**RECORDS PROVIDED:**

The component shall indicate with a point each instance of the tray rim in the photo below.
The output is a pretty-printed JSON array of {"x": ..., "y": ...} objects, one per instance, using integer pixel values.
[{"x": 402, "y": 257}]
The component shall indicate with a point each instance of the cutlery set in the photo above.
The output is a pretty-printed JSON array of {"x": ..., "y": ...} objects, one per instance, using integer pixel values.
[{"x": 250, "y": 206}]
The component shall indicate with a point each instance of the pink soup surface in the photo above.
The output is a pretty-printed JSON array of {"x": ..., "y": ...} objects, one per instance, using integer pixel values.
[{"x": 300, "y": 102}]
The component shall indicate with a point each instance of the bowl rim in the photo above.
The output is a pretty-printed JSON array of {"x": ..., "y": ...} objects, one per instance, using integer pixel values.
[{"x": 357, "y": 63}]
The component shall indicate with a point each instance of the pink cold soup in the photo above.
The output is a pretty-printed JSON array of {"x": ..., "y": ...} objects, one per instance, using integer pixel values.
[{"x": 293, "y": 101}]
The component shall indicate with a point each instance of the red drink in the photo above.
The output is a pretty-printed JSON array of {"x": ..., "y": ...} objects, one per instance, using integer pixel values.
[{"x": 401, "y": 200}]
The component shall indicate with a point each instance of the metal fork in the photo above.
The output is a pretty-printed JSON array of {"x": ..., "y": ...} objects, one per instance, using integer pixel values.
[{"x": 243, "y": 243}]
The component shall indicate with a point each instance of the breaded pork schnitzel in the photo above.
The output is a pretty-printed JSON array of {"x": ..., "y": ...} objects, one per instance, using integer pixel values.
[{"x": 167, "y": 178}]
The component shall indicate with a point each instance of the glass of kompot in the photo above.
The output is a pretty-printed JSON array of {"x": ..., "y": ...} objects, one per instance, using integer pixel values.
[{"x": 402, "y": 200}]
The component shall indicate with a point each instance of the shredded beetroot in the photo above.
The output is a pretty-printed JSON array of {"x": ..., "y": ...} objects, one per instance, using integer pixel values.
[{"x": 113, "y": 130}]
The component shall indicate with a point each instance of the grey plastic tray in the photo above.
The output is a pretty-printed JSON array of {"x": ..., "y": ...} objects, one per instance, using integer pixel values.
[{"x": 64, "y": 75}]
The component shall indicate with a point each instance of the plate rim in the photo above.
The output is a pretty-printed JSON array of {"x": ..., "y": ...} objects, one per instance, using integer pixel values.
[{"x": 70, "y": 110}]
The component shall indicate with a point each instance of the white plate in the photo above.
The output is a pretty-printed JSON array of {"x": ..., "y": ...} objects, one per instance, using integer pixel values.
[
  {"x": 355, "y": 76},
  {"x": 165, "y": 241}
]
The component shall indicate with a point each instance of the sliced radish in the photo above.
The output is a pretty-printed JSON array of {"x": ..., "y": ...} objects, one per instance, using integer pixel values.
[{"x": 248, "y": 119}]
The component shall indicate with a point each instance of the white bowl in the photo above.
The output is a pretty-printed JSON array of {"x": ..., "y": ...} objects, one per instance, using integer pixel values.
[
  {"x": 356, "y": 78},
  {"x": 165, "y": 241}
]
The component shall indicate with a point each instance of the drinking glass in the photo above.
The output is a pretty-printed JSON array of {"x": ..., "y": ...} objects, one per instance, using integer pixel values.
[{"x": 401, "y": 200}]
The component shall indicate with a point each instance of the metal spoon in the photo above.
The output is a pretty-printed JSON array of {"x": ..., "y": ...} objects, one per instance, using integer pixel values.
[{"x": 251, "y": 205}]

**WORK TO BE COMPLETED:**
Repeat every entry exactly as written above.

**SOLUTION FOR THIS PROBLEM:**
The component shall indicate with a point each instance of the tray rim in the photo below.
The output is a pretty-printed JSON array of {"x": ..., "y": ...} objects, one per instance, using integer pixel values.
[{"x": 402, "y": 257}]
The component shall indicate with a point each instance of the cutlery set in the photo above.
The output is a pretty-printed JSON array of {"x": ..., "y": ...} objects, one per instance, using integer pixel values.
[{"x": 250, "y": 206}]
The component shall indicate with a point each instance of the pink soup surface in the photo above.
The output is a pretty-printed JSON array of {"x": ..., "y": ...} objects, one per instance, using integer pixel values.
[{"x": 300, "y": 102}]
The component shall indicate with a point each instance of the bowl rim in the photo above.
The output is a pretty-printed JSON array of {"x": ..., "y": ...} objects, one per instance, using integer pixel values.
[{"x": 357, "y": 63}]
The component shall indicate with a point each instance of the pink cold soup in the photo above.
The output is a pretty-printed JSON array of {"x": ..., "y": ...} objects, one per instance, using integer pixel values.
[{"x": 293, "y": 101}]
The component shall indicate with a point each instance of the red drink in the photo above.
The output is a pretty-printed JSON array of {"x": ..., "y": ...} objects, one per instance, using integer pixel values.
[{"x": 401, "y": 200}]
The component shall indicate with a point each instance of the metal fork in the photo above.
The output is a pretty-printed JSON array of {"x": ..., "y": ...} objects, one per instance, using integer pixel values.
[{"x": 243, "y": 243}]
The component shall indicate with a point each instance of the breaded pork schnitzel in the photo above.
The output is a pretty-printed JSON array of {"x": ..., "y": ...} objects, one per instance, using integer pixel values.
[{"x": 167, "y": 178}]
The component shall indicate with a point each instance of the glass of kompot in the photo above.
The output is a pretty-printed JSON array of {"x": ..., "y": ...} objects, one per instance, using integer pixel values.
[{"x": 402, "y": 200}]
The component shall indicate with a point each instance of the shredded beetroot in the photo above.
The output is a pretty-printed JSON array of {"x": ..., "y": ...} objects, one per instance, using integer pixel values.
[{"x": 113, "y": 130}]
The component shall indicate with a point each instance of the grey plastic tray in the photo above.
The output is a pretty-printed JSON array of {"x": ..., "y": ...} objects, one per instance, using integer pixel values.
[{"x": 64, "y": 75}]
The component shall indicate with a point each instance of the plate rim in the photo above.
The output is a pretty-printed JSON array of {"x": ..., "y": ...} objects, one per instance, using integer pixel values.
[{"x": 70, "y": 110}]
The component shall indicate with a point each instance of the white plate in the photo above.
The output is a pretty-printed JSON array of {"x": ..., "y": ...} objects, one per instance, using integer pixel values.
[
  {"x": 355, "y": 76},
  {"x": 165, "y": 241}
]
The component shall indicate with a point each instance of the sliced radish in the photo above.
The output is a pretty-printed JSON array of {"x": ..., "y": ...} objects, one per instance, using integer pixel values.
[{"x": 248, "y": 119}]
The component shall indicate with a point each instance of the white bowl in the photo above.
The output is a pretty-printed JSON array of {"x": ..., "y": ...} objects, one per instance, using integer pixel values.
[
  {"x": 356, "y": 78},
  {"x": 165, "y": 241}
]
The component shall indicate with a point each instance of the drinking glass in the photo above.
The output is a pretty-printed JSON array of {"x": ..., "y": ...} objects, one per instance, using integer pixel values.
[{"x": 401, "y": 200}]
The component shall indicate with a point each instance of the metal spoon in the photo above.
The output is a pretty-printed JSON array of {"x": ..., "y": ...} objects, one per instance, using integer pixel values.
[{"x": 251, "y": 205}]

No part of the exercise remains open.